Given task |
Quote each of the following records verbatim, altering nothing.

# START OF Recorded data

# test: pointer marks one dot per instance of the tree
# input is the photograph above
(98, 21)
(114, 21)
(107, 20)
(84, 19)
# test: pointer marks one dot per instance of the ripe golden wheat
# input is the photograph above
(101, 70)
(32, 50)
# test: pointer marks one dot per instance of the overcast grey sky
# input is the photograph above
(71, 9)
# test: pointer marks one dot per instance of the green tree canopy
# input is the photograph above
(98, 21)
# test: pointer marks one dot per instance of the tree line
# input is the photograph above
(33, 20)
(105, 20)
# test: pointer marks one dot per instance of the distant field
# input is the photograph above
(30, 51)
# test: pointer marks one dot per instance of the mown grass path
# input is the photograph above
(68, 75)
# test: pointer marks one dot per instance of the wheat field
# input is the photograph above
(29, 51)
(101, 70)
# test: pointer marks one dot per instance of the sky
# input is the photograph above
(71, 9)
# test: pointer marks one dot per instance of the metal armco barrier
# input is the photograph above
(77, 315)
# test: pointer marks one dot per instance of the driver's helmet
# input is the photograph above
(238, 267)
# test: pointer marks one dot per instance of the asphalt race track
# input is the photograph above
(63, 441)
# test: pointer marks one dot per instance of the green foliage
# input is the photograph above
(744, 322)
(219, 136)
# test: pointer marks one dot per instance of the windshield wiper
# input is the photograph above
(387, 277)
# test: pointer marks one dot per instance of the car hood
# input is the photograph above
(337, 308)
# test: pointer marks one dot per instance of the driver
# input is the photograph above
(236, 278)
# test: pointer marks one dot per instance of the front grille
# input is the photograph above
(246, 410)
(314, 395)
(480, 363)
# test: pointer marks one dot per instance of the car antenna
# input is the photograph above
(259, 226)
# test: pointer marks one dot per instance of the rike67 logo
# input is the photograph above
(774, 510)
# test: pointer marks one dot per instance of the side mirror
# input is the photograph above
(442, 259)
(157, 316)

# END OF Recorded data

Written response |
# test: pointer marks one dot per instance of the tree
# input is the photograph above
(98, 21)
(114, 21)
(107, 20)
(84, 19)
# test: pointer marks one dot per instance of the ripe golden wheat
# input is the photograph above
(101, 70)
(32, 50)
# test: pointer marks one dot per instance of the overcast grey sky
# input is the photograph above
(71, 9)
# test: pointer marks one dot per instance of the green tree canopy
# input is the photograph above
(98, 21)
# test: pointer marks one dot per instance of the tree line
# input is the photograph above
(33, 20)
(105, 20)
# test: pointer marks one dot per instance of the distant field
# input is the photograph above
(30, 51)
# test: pointer marks one dot per instance of the mown grass path
# input is the photograph above
(68, 75)
# test: pointer marks one dot per instance of the wheat field
# input is the photograph above
(29, 51)
(101, 70)
# test: pointer marks one dot per instance of the sky
# input is the photograph above
(71, 9)
# test: pointer marks one dot per instance of the metal armco barrier
# input is the photograph above
(77, 315)
# test: pointer marks one dot per instance of the driver's helmet
# input is the photograph above
(238, 267)
# test: pointer marks one dot per instance of the asphalt race track
# input is the photograph above
(63, 441)
# test: pointer marks one dot per instance of the green foliage
# input is the photograph above
(744, 322)
(219, 136)
# test: pointer marks one dot per instance of the windshield wiper
# input is the photograph above
(387, 277)
# test: pointer marks one dot per instance of the car hood
# input is the photograph above
(337, 308)
# test: pointer marks one dot per instance of the driver
# input is the photograph above
(236, 278)
# test: pointer marks one dot per instance of the front grille
# input is the photograph above
(246, 410)
(314, 395)
(480, 363)
# test: pointer marks one dot per instance of the car antenna
# input is the photograph above
(259, 226)
# test: pointer marks one dot per instance of the rike67 logo
# input is the photograph above
(774, 510)
# test: pointer marks one dot per instance of the side mirror
# input is the photograph above
(442, 259)
(157, 316)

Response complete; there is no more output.